WRITTEN TASK: Reproduce the data below with every occurrence of "brown pine cone" replaced by "green acorn" and all other text left unchanged, omitting the pictures from your answer.

★ ★ ★ ★ ★

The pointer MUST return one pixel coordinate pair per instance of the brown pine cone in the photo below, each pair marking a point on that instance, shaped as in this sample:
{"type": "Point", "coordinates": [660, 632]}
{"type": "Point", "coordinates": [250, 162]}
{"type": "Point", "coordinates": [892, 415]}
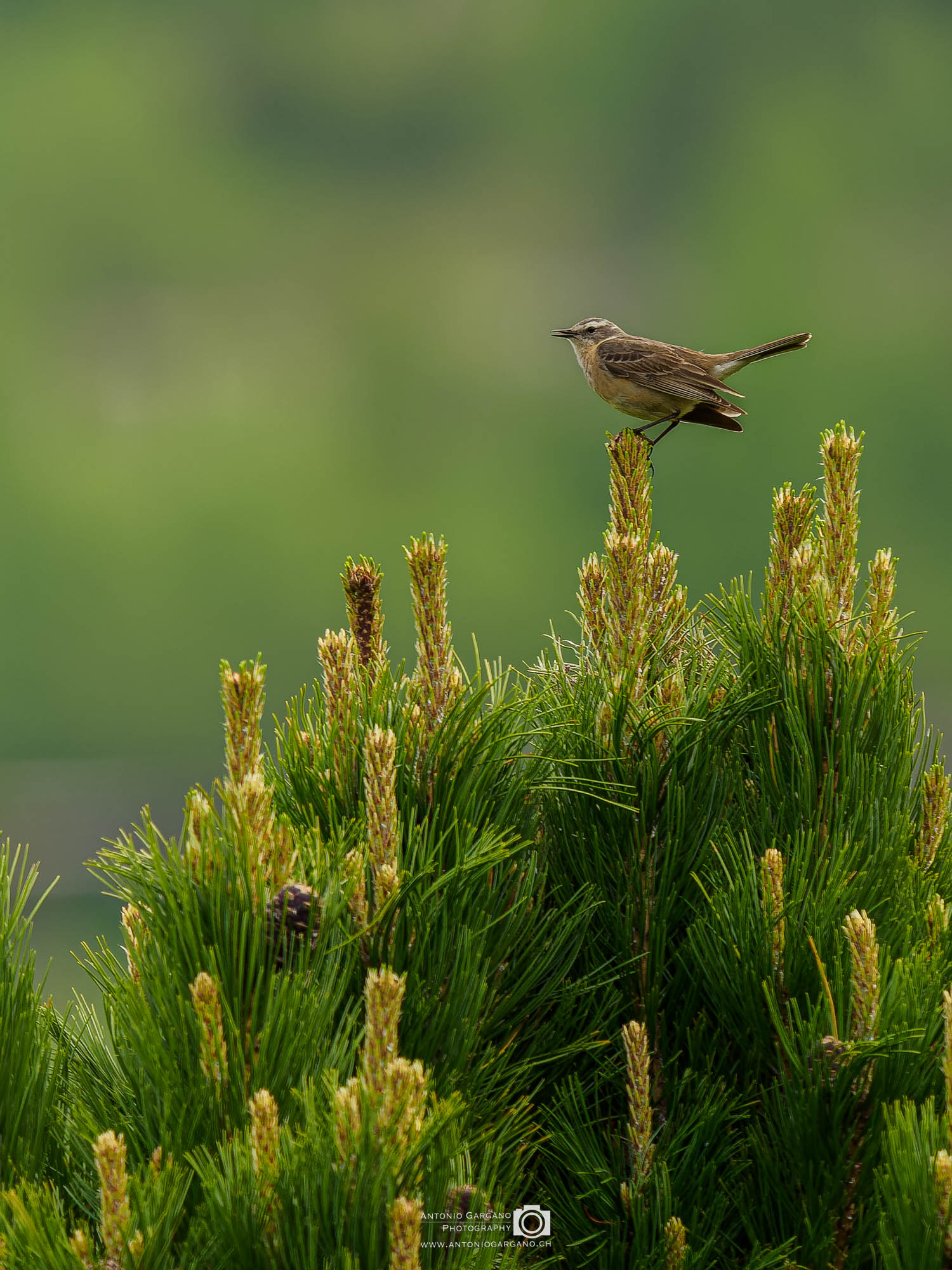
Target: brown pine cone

★ ★ ★ ★ ★

OUTPUT BELOW:
The pointer MUST return one pixel coordinate pair per instance of the green acorn in the photo below, each pair marking a point on that instance, shaped as in this sample:
{"type": "Point", "coordinates": [660, 632]}
{"type": "Point", "coordinates": [250, 162]}
{"type": "Point", "coordinates": [892, 415]}
Target: green acorn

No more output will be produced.